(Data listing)
:::

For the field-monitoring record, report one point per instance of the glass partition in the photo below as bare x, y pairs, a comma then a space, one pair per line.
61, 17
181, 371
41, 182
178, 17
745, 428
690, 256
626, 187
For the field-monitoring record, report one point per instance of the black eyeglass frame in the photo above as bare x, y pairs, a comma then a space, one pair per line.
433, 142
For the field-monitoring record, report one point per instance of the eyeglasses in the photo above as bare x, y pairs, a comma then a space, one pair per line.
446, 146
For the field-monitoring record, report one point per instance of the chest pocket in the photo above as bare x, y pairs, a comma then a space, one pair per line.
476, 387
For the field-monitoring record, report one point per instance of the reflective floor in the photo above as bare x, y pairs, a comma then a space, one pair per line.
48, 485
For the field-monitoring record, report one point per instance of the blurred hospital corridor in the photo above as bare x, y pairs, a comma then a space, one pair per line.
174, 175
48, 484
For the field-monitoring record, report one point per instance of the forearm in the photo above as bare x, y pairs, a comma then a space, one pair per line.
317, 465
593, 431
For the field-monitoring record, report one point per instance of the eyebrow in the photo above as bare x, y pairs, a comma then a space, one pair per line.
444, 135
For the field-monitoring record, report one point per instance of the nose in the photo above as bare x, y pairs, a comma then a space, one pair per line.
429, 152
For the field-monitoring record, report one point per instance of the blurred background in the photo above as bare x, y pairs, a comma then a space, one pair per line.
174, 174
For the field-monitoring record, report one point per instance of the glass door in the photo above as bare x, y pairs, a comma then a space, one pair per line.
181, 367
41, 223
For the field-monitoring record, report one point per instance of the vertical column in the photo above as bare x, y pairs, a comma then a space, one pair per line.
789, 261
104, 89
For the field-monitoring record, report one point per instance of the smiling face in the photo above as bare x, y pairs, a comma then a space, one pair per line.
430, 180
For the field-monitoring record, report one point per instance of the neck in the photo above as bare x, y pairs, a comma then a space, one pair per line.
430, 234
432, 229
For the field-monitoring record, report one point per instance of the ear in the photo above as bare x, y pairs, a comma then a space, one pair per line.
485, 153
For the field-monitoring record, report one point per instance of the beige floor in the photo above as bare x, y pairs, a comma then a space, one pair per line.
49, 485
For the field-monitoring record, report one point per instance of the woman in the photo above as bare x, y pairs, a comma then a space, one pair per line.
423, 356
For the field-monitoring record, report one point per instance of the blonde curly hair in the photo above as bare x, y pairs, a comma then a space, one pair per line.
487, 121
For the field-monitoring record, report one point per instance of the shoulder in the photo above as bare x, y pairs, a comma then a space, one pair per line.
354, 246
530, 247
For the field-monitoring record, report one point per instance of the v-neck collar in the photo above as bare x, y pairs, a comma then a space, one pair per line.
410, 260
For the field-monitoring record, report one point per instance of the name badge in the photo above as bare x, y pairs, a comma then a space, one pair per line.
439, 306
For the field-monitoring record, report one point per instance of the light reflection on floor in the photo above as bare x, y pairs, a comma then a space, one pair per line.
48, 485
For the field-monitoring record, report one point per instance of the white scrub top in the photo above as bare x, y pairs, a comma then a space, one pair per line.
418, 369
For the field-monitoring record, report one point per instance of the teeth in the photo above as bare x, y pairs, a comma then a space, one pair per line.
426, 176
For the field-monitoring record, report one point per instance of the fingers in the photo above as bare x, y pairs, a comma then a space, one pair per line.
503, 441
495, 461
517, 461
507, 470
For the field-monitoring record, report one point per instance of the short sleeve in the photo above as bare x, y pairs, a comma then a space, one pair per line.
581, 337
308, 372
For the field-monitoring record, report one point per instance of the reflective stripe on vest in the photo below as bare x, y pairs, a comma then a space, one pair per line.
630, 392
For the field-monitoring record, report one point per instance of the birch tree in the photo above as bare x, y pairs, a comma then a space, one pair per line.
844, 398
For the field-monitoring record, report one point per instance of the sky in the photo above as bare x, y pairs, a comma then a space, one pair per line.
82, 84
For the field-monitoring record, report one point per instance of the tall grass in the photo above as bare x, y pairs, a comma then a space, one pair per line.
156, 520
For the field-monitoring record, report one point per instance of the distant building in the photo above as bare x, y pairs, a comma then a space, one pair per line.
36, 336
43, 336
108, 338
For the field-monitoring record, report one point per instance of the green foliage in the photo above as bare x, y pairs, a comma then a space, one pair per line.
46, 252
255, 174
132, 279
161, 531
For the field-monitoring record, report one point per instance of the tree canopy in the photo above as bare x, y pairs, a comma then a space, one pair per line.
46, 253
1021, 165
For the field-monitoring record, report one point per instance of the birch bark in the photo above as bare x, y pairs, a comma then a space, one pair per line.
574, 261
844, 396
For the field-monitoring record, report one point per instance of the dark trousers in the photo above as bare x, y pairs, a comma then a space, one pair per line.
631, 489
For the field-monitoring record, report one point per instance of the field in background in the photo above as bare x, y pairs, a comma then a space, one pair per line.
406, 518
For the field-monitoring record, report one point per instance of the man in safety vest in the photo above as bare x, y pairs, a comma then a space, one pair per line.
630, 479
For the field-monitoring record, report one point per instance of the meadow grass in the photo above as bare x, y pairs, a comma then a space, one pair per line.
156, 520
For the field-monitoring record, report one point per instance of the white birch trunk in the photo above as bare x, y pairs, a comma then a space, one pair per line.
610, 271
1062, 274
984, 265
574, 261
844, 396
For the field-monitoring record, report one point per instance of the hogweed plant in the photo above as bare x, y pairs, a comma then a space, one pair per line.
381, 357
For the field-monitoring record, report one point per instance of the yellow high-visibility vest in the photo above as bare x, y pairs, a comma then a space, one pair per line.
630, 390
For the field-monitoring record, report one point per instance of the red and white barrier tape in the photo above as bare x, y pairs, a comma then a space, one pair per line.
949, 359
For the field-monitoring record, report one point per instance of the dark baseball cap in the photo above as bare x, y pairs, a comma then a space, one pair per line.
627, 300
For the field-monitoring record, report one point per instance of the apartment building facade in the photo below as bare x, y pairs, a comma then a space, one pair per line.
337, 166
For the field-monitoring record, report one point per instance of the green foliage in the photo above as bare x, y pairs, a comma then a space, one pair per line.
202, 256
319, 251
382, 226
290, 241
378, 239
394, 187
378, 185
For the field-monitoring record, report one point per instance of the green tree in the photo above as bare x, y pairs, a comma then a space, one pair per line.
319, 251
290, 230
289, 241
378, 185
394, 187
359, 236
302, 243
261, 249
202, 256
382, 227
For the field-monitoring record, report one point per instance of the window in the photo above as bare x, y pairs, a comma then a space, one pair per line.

:::

### Requirements:
Render all of the material above as a JSON list of strings, one string for each line, skipping any blank lines.

### Expected answer:
[
  "For the field-monitoring record, report one point per instance of the glass partition in the photo below as bare x, y pairs, a comma then a space, one pair per line.",
  "61, 17",
  "181, 371",
  "41, 182",
  "178, 17",
  "745, 428",
  "690, 256",
  "626, 187",
  "For the field-monitoring record, report one point per instance of the black eyeglass frame in the photo above as bare x, y pairs, a comma then a space, one pair per line.",
  "433, 142",
  "For the field-monitoring record, report one point per instance of the eyeglasses in the photo above as bare x, y pairs, a comma then a space, one pair per line.",
  "446, 146",
  "For the field-monitoring record, report one point per instance of the chest pocket in the photo above as bare x, y pairs, a comma then a space, one pair per line.",
  "476, 387",
  "For the field-monitoring record, report one point per instance of the reflective floor in the photo above as bare x, y pairs, a comma then a space, one pair per line.",
  "48, 485",
  "For the field-monitoring record, report one point per instance of the blurred hospital corridor in the photo above as bare x, y pairs, a comma then a space, one pair per line.",
  "174, 175",
  "48, 484",
  "For the field-monitoring record, report one point per instance of the forearm in the photo above as bare x, y pairs, a comma then a space, one pair per line.",
  "317, 465",
  "593, 431",
  "For the field-monitoring record, report one point per instance of the eyebrow in the photo above as bare x, y pairs, a comma then a space, one pair per line.",
  "444, 135",
  "For the field-monitoring record, report one point per instance of the nose in the photo above as bare x, y pairs, a comma then a space, one pair per line.",
  "429, 152",
  "For the field-monitoring record, report one point per instance of the blurred background in the photo above as bare x, y pairs, a comma then a space, one pair per line.",
  "174, 174",
  "For the field-monitoring record, report one point per instance of the glass door in the photo above as bare x, y pairs, a comma then a space, one pair per line.",
  "181, 367",
  "41, 223",
  "For the field-monitoring record, report one point per instance of the vertical column in the photo above as bare x, y pairs, a comma then a space, one pair per line.",
  "789, 261",
  "104, 89",
  "For the field-monitoring record, report one point per instance of the smiling face in the photo above as bare x, y pairs, a comma then a space, one pair per line.",
  "430, 180",
  "For the field-monitoring record, report one point per instance of the neck in the photo above as bare x, y pairs, a comma then a space, one pair per line.",
  "430, 234",
  "432, 229",
  "For the field-monitoring record, report one point per instance of the ear in the photo above as bare x, y pairs, a comma then a space, one pair per line.",
  "485, 153",
  "For the field-monitoring record, report one point per instance of the beige floor in the photo above as bare x, y pairs, a comma then a space, one pair per line.",
  "49, 485",
  "For the field-monitoring record, report one point per instance of the woman in the photo above as bare x, y pairs, a comma then a space, one pair per line.",
  "423, 356",
  "For the field-monitoring record, report one point per instance of the blonde curly hair in the photo above as bare x, y pairs, a comma then a space, one pair per line.",
  "487, 121",
  "For the field-monitoring record, report one point per instance of the shoulder in the photo above as bare x, y pairs, a comma then a space, one pair per line.",
  "354, 246",
  "530, 247",
  "For the field-monitoring record, report one point per instance of the v-neck collar in the photo above as bare x, y pairs, a comma then a space, one pair per line.",
  "410, 260",
  "For the field-monitoring record, report one point per instance of the name badge in the photo above as bare x, y pairs, a comma then a space, one pair per line.",
  "439, 306",
  "For the field-monitoring record, report one point per instance of the light reflection on floor in the photo above as bare x, y pairs, a comma then a space, one pair per line.",
  "48, 485",
  "For the field-monitoring record, report one point per instance of the white scrub top in the photo above as bare x, y pairs, a comma then a space, one pair per line.",
  "418, 369",
  "For the field-monitoring record, report one point per instance of the teeth in the photo above as bare x, y pairs, a comma then a space, one pair per line.",
  "426, 176",
  "For the field-monitoring record, report one point per instance of the fingers in the photo above as bare x, y pairs, a comma then a space, one pair per line.",
  "503, 441",
  "495, 461",
  "517, 461",
  "507, 470",
  "For the field-monitoring record, report one point per instance of the short sleeve in the photo above as bare x, y pairs, a comma then a space, one pair per line.",
  "581, 337",
  "308, 372",
  "For the field-monitoring record, report one point per instance of the reflective stripe on vest in the photo below as bare x, y pairs, a comma then a space, one pair per line.",
  "630, 392",
  "For the field-monitoring record, report one point per instance of the birch tree in the photo above as bare x, y pairs, a comma then a space, one pair per line.",
  "844, 398",
  "For the field-monitoring record, report one point per instance of the sky in the photo above as bare x, y pairs, a comma then a space, one pair per line.",
  "82, 84",
  "For the field-monitoring record, report one point per instance of the tall grass in the photo above as bare x, y pairs, a comma then a space, one pair per line.",
  "156, 520",
  "For the field-monitoring record, report one point per instance of the distant building in the photo above as bare x, y pairs, a comma then a space, one pair per line.",
  "36, 336",
  "43, 336",
  "108, 338",
  "For the field-monitoring record, report one point per instance of the green foliage in the photo above as bare x, y pairs, a comma then a space, one pair per line.",
  "46, 252",
  "255, 174",
  "132, 279",
  "161, 531",
  "For the field-monitoring record, report one point per instance of the tree canopy in the photo above as bare x, y pairs, a comma then a space, one pair per line.",
  "46, 253",
  "1021, 165",
  "For the field-monitoring record, report one point per instance of the birch bark in the photo above as bare x, y pairs, a comma then a space, one pair per line.",
  "574, 261",
  "844, 396",
  "For the field-monitoring record, report one point per instance of the dark trousers in the photo above as bare x, y pairs, a comma then a space, one pair per line.",
  "631, 489",
  "For the field-monitoring record, report one point per instance of the field in background in the photo above as bare x, y pairs, a comma then a space, one pair per line.",
  "406, 518",
  "For the field-monitoring record, report one point per instance of the man in safety vest in the photo above as bare x, y pairs, a comma then a space, one pair per line.",
  "630, 479",
  "For the field-monitoring record, report one point per instance of the meadow grass in the photo above as bare x, y pairs, a comma then a space, one pair per line.",
  "156, 520",
  "For the field-monitoring record, report one point per instance of the white birch trunk in the photo above as bare x, y pairs, a comma then a space, one pair per line.",
  "610, 271",
  "1062, 274",
  "984, 265",
  "574, 261",
  "844, 396",
  "For the field-monitoring record, report one point per instance of the hogweed plant in the photo above as bare x, y pairs, a comma then a space, one pair per line.",
  "381, 357",
  "For the field-monitoring record, report one point per instance of the yellow high-visibility vest in the photo above as bare x, y pairs, a comma then a space, one pair per line.",
  "630, 390",
  "For the field-monitoring record, report one point per instance of the red and white barrier tape in the photo above as bare x, y pairs, a comma then a space, one pair per line.",
  "949, 359",
  "For the field-monitoring record, report one point per instance of the dark baseball cap in the photo above as bare x, y pairs, a comma then a space, one pair per line.",
  "627, 300",
  "For the field-monitoring record, report one point per instance of the apartment building facade in the photo below as bare x, y pairs, a comma then a space, one pair per line.",
  "337, 166",
  "For the field-monitoring record, report one point per instance of the green foliage in the photo above as bare x, y pairs, a comma then a space, one pair per line.",
  "202, 256",
  "319, 251",
  "382, 226",
  "290, 241",
  "378, 239",
  "394, 187",
  "378, 185",
  "For the field-monitoring record, report one point per instance of the green tree in the photo above as bare x, y pairs, a comma then a space, one pair per line.",
  "319, 251",
  "290, 230",
  "289, 241",
  "378, 185",
  "394, 187",
  "359, 236",
  "302, 243",
  "261, 249",
  "202, 256",
  "382, 227",
  "For the field-monitoring record, report one point per instance of the window in the photo above as bare x, y pairs, a comma then a space, one pair per line."
]